— Potongan Teks —
□ □ □

Frustasi Baku Tembak! Warga Myanmar Memilih Unjuk Rasa Daripada Liburan Tahun Baru

- 14 April 2021, 17:34 WIB
Myanmar Semakin Kalut, Indonesia Bersiap Tekan Dewan Keamanan PBB Agar Junta Militer Dikenai Embargo Senjata
Myanmar Semakin Kalut, Indonesia Bersiap Tekan Dewan Keamanan PBB Agar Junta Militer Dikenai Embargo Senjata /Twitter.com/@UNHumanRights


MEDIA PAKUAN - Para aktivis yang menentang pemerintahan militer di Myanmar lebih memilih melakukan ujuk rasa.
 
Mereka mengabaikan perayaan tahun baru tradisional yang berlangsung pada hari Selasa, 13 April 2021.

Para aktivis masyarakat sipil ini menunjukkan kemarahan mereka terhadap kudeta militer yang telah berlangsung sejak 1 Februari 2021.

□ □ □

Entri dari set data penunjukan
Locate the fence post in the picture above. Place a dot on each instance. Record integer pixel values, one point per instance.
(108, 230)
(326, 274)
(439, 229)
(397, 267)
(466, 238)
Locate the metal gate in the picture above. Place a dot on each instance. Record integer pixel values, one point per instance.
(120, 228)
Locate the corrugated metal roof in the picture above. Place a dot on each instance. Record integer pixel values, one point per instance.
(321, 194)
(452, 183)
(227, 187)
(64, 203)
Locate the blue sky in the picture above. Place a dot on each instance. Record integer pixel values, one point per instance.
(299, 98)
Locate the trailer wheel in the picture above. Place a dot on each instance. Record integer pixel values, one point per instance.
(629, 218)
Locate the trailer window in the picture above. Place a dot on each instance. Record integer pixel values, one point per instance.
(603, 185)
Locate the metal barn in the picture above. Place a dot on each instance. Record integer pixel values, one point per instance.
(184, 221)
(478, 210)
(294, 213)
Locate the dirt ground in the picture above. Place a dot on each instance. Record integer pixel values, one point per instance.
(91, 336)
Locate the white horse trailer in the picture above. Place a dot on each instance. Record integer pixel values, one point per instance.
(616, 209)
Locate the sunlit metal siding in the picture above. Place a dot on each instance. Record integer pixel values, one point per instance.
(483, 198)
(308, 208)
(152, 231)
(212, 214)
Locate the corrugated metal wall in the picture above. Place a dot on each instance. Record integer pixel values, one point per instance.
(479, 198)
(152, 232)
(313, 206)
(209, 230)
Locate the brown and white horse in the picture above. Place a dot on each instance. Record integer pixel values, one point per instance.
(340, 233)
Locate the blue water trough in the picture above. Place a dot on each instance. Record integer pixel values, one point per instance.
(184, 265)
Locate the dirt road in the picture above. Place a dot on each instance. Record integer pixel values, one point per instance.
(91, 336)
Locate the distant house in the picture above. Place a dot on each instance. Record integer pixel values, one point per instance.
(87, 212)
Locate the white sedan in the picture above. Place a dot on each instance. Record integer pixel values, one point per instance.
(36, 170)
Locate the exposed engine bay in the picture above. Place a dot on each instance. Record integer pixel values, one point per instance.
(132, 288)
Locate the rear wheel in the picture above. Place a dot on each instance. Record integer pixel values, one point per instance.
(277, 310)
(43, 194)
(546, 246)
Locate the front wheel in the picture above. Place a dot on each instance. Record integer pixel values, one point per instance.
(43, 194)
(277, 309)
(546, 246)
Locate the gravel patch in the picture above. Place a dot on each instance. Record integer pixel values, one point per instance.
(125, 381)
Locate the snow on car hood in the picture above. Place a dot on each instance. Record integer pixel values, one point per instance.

□ □ □

— Instruksi —
Lanjutkan berita tentang unjuk rasa di Myanmar mulai setelah kalimat terakhirnya. Daftar di atas merupakan bahan tersendiri yang terpisah dari berita tentang unjuk rasa di Myanmar.

— Jawaban Tertulis —
Libur tahun baru Thingyan yang biasanya dirayakan dengan doa, ritual pembersihan patung Buddha di kuil.
 
 
 
 
Dan penyiraman air di jalanan tahun ini tidak mereka lakukan.

"Kami tidak merayakan Myanmar Thingyan tahun ini karena lebih dari 700 jiwa pembela hak sipil yang tidak bersalah telah terbunuh," kata seorang pengguna Twitter bernama Shwe Ei seperti dikutip dari Reuters.

Begitupun dengan perempuan yang mengenakan pakaian bagus untuk hari raya terpenting tahun ini juga melakukan aksi membawa pot tradisional berisi bunga tujuh tangkai.
 
 
 

Banyak orang yang melakukan aksi unjuk rasa tersebut melukiskan penghormatan tiga jari pada pot yang mereka bawa pada aksi hari Thingyan Myanmar.

Protes juga dilakukan diberbagai kota di Myanmar, mereka protes dengan menuliskan "Selamatkan Myanmar" sebagai aksi jalanan dalam menentang rezim militer.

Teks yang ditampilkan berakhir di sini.